- DOCUMENT TEXT

Azgil, Aloocheh & Feijoa | An Exotic Fruity Trilogy

Azgil (Persian loquat) + Fojia + yellow plums + black pomegranates

Dear Reader, I thought I might get our blogging journey going by introducing you to a few exotic characters that are fruity in nature — and that are now ripe and juicy and in season in Iran.

Plate full of exotic fruit called azgil in Persian and medlar in Latin

Meet azgil. An ugly fruit that tastes, uh … good?

Let’s get started by meeting this creature. If Tim Burton ever created fruit, it would look like azgil.

Azgil (medlar in Latin) is indigenous to Iran.

It is brown as you can see, with crinkly paper-thin skin. It tastes kind of sweet and it is squishy soft In texture. I don’t like its name. I don’t like its taste. I don’t care for it. Not even one bit. I do kind of harbor some twisted affection for its weird exterior aesthetic but it certainly does not look any more appealing if you slice it and look at its innards.

 

Azgil (Persian Loquat) or Medlar

The macabre messy innards of azgilt

What’s inside azgil? Peer at your own peril!

Even so, azgil is quite popular with a lot of people, and some of those thus fond of this quirky fruit, slice out the top part of the fruit and then squeeze out the fleshy gut of azgil — POP — right into their mouth. I am for certain not one of those people.

There’s also a Japanese azgil (or “loquat”) and I wrote about that particular creation of the omnipotent creator of our peculiar matrix in a chatty and juicy earlier post here.

Moving on!

aloocheh (yellow little Persian plums)

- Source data
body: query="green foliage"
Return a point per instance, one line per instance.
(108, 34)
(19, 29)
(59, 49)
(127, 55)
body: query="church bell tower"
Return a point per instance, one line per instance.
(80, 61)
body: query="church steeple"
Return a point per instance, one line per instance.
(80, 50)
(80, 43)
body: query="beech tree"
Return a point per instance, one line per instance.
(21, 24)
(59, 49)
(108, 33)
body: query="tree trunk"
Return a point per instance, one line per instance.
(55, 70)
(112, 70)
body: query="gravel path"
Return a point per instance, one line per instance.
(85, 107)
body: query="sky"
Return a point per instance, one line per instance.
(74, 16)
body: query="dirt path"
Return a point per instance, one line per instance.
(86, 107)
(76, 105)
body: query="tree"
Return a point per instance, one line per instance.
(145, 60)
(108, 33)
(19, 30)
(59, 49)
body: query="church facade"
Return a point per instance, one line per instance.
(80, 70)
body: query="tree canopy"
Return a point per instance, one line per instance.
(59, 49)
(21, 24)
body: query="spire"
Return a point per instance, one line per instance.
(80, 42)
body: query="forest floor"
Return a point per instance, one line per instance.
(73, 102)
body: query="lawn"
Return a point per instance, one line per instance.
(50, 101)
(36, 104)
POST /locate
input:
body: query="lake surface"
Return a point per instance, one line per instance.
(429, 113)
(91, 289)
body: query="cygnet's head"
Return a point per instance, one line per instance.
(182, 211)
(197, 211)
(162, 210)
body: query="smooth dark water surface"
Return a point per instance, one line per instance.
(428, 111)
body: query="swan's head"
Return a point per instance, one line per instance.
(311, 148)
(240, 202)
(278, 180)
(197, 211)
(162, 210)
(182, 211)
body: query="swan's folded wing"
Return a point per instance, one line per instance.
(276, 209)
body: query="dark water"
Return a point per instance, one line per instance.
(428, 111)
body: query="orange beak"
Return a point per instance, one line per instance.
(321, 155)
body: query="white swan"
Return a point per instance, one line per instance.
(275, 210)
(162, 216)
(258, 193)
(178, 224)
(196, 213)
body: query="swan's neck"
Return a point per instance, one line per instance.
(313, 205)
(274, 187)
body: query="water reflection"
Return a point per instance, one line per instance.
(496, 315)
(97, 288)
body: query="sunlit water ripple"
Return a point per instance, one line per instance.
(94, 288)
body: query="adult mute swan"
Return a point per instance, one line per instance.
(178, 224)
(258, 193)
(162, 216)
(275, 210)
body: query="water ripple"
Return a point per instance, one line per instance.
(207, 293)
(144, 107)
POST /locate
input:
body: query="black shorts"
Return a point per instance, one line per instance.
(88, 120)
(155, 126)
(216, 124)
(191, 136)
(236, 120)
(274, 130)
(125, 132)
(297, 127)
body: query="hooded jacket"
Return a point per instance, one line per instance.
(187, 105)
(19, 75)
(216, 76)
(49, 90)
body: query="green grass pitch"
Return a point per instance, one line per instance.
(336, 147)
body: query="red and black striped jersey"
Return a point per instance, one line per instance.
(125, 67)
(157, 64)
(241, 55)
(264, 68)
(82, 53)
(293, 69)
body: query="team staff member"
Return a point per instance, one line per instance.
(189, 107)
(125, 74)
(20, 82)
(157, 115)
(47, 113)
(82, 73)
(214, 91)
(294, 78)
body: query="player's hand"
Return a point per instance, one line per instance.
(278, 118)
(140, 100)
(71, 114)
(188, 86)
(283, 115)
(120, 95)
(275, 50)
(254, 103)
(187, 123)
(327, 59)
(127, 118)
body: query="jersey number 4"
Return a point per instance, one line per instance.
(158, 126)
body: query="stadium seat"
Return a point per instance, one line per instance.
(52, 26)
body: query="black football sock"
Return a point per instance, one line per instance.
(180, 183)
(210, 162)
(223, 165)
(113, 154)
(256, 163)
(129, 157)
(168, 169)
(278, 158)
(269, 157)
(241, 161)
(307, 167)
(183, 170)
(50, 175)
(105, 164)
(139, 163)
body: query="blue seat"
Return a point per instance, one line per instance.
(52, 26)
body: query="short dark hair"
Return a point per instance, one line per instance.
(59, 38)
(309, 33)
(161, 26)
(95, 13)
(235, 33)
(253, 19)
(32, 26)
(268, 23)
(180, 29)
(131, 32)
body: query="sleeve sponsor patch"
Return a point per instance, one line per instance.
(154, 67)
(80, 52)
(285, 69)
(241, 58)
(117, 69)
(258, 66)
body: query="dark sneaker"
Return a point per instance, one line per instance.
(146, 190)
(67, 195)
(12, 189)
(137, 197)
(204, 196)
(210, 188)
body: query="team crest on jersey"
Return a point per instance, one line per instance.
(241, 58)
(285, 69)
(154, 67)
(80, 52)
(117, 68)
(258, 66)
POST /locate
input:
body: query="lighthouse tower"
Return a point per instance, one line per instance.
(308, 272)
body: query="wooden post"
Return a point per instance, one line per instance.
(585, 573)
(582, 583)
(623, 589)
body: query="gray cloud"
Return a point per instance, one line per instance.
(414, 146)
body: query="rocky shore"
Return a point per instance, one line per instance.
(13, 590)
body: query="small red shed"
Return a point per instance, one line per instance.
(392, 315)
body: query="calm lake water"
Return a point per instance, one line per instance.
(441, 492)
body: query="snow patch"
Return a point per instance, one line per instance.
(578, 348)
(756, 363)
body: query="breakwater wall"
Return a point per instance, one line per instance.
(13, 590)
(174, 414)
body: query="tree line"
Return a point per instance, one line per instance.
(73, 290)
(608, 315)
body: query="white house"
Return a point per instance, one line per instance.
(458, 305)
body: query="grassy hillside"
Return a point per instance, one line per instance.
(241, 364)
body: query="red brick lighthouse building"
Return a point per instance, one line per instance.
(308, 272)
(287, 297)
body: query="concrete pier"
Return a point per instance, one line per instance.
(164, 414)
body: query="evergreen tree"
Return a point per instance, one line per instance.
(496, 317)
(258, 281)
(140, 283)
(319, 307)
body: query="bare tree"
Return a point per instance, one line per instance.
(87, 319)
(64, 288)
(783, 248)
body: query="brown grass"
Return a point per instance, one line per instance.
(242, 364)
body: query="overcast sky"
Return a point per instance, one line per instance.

- TASKS AND EXERCISES
A. Answer these questions using the blog post about azgil:
(i) According to the post, where is azgil indigenous?
(ii) How does the post describe the skin of azgil?
(iii) What do some people who are fond of azgil do after slicing out the top part of the fruit?
B. From the blog post about azgil, extract word for word the part that opens with the words containing "Azgil (Persian loquat) +" and closes with "tastes, uh … good?".
C. Extend the blog post about azgil and other fruits in season in Iran, beginning right after its last line.

- EXERCISE ANSWERS
A.
(i) Iran.
(ii) It is brown, with crinkly paper-thin skin.
(iii) They squeeze out the fleshy gut of azgil right into their mouth.

B.
Azgil (Persian loquat) + Fojia + yellow plums + black pomegranates

Dear Reader, I thought I might get our blogging journey going by introducing you to a few exotic characters that are fruity in nature — and that are now ripe and juicy and in season in Iran.

Plate full of exotic fruit called azgil in Persian and medlar in Latin

Meet azgil. An ugly fruit that tastes, uh … good?

C.
Still life with Persian yellow plums — you can make a wickedly good Persian stew with these little sweets

Next, let’s meet this sweet cute innocent looking specimen that is a type of plum.

These little yellow plums, or “aloo zard” (literally “yellow plum”) or “aloocheh”, (aloocheh literally means little plums — isn’t cute?) are soft, juicy, and sweet. They are not my favorite fruit either, but I don’t mind them. I did use them to make a succulent chicken and plum Persian stew and they turned out wonderful. If one were so inclined, these little yellow plums could also find themselves whirling around as an ingredient in an autumnal “āsh” (hearty Persian soups) but verily, little yellow plums are pretty much mostly enjoyed simply as fresh fruit.

Important note: Don’t mistake aloo zard with zard aloo! 

Feijoa Fojia (in Farsi) Pineapple Guava

Feijoa (aka pineapple guava) is known as Fojia in Iran. Just to add to the fun!

Let’s now meet this truly exotic being that is properly called Feijoa but is called Fojia in Iran. Cultivated in the Caspian sea region of Iran, feijoa’s true origin is however from Brazil.

Family friends with a fruit garden in the region gifted a little basket of their last harvest of the season of this tree.I’d never seen or tasted this fruit before receiving this harvest gift.

My very first taste reminded me of pineapple. My taste buds did me proud because Google then said that this fruit is called pineapple guava due to its pineappley taste and aroma. In texture it is soft. Just like azgil, feijoa is also squishy inside, but it is more spongy. Fejjoa also has a way more photogenic gut than azgil.  Although it is not too hard to win that beauty contest!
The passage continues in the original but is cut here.